◆ **Given passage**:
>> begin
Monday, February 22, 2016

LENT III 2016

Fig Trees, Antibes Guy Rose (1867-1925)

The Gospel this week addresses a question that has troubled human beings at all times and places. Why do terrible things -- both human cruelties and natural disasters -- happen to some people and not others? Jesus is asked about both kinds of case – the innocent people who were the victims of Roman ruthlessness under Pilate, and the hapless people who were in the wrong place when a stone tower collapsed. In an ideal world, surely, bad people would suffer and good people thrive. Jesus expressly denies this. The victims in these instances were not any worse than anyone else, he tells his inquirers. But then he tells a parable about a fig tree. What could be the relevance of this?
>> end
◆ **Requirement 1**: How does the Lent reflection explain Jesus' denial that bad people suffer while good people thrive?
◆ **Requirement 2**: Can you set down everything in the Lent reflection from "The Gospel this" down to "relevance of this?", word for word?

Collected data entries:
>> begin
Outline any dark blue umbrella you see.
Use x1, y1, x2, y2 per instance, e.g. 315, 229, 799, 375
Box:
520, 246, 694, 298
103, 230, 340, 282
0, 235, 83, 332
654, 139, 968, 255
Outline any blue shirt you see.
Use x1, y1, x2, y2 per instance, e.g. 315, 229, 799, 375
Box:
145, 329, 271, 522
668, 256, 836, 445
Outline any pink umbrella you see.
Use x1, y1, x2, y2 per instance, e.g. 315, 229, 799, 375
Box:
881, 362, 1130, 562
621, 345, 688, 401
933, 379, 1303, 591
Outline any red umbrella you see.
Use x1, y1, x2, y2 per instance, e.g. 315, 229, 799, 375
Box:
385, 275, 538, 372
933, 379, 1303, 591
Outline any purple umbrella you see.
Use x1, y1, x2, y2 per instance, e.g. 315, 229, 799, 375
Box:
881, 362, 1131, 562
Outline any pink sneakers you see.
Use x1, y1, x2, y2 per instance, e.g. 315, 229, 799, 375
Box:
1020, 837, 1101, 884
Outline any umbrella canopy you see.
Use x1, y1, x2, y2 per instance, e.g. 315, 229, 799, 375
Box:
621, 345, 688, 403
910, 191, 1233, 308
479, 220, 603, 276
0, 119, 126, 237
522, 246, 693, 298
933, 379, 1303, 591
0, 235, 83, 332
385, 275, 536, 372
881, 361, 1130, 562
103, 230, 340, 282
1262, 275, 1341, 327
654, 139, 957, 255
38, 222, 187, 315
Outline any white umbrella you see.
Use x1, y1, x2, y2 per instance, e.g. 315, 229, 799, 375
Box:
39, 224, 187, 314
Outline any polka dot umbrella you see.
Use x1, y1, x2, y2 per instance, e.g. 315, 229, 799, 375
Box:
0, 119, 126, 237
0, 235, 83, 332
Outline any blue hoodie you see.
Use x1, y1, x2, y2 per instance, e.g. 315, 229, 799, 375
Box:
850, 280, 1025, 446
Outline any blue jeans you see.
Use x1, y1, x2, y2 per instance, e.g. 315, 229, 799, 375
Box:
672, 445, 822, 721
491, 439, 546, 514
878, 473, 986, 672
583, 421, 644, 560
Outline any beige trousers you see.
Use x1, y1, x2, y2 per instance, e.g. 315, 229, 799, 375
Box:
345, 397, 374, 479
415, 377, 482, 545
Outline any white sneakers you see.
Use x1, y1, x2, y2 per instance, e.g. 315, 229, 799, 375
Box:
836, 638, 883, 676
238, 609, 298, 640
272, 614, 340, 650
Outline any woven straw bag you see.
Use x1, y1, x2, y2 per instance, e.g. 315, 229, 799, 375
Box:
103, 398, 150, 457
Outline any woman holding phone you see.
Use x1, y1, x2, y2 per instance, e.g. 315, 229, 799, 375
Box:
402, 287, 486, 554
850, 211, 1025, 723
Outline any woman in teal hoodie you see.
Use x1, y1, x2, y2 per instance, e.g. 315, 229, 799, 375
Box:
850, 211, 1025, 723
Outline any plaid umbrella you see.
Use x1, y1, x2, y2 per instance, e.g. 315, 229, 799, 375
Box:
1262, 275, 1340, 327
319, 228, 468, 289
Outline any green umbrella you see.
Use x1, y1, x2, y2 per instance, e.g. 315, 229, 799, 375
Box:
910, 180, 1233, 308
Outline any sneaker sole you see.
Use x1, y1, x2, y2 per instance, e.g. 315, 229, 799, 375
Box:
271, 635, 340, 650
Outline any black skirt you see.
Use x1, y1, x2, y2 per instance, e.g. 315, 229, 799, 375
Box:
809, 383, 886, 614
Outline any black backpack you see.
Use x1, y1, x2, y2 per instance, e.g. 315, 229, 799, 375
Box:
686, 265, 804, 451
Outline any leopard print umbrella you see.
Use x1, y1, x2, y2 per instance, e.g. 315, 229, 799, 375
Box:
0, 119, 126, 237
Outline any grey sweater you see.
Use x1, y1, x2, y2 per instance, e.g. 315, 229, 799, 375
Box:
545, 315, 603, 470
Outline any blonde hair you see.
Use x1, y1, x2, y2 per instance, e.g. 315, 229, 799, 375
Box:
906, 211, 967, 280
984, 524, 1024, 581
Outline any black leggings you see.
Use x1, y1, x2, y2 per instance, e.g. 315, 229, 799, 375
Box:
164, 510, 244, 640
>> end
◆ **Correct result 1**: Jesus tells his inquirers that the victims were no worse than anyone else. This applies both to those killed through Roman ruthlessness under Pilate and to those caught when the stone tower collapsed. Their suffering was not a sign that they were bad.

◆ **Correct result 2**:
The Gospel this week addresses a question that has troubled human beings at all times and places. Why do terrible things -- both human cruelties and natural disasters -- happen to some people and not others? Jesus is asked about both kinds of case – the innocent people who were the victims of Roman ruthlessness under Pilate, and the hapless people who were in the wrong place when a stone tower collapsed. In an ideal world, surely, bad people would suffer and good people thrive. Jesus expressly denies this. The victims in these instances were not any worse than anyone else, he tells his inquirers. But then he tells a parable about a fig tree. What could be the relevance of this?